══ Data provided

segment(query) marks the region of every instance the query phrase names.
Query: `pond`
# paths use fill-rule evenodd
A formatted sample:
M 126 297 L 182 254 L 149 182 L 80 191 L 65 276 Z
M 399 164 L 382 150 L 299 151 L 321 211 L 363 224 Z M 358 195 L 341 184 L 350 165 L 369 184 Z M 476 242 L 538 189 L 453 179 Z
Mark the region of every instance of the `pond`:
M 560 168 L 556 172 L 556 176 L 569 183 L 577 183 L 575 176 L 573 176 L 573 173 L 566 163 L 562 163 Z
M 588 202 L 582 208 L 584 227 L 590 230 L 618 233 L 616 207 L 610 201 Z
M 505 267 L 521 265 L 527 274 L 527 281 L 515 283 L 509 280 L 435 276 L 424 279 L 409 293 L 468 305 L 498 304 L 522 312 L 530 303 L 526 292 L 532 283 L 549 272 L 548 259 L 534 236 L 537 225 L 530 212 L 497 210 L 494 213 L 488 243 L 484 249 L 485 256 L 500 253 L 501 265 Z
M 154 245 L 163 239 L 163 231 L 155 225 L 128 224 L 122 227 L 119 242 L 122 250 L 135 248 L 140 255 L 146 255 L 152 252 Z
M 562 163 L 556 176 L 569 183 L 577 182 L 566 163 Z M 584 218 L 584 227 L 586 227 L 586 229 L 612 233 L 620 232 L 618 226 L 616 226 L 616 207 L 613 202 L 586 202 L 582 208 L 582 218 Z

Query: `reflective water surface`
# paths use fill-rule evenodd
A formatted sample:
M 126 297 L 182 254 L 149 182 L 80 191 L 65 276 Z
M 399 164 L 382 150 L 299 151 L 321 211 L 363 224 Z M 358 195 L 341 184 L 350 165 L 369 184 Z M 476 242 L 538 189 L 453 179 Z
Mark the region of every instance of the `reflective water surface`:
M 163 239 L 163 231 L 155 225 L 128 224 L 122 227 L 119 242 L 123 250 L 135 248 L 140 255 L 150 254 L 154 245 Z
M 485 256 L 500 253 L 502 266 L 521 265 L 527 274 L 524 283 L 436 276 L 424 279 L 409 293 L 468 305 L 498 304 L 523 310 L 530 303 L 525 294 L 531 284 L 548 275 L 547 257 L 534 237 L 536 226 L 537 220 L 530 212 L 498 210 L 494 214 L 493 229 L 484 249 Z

════

◆ **Exercise task**: Return each line of the data that contains the string "pond", treating uppercase and lowercase letters as different.

◆ **Complete answer**:
Query: `pond`
Mark the region of every instance of the `pond`:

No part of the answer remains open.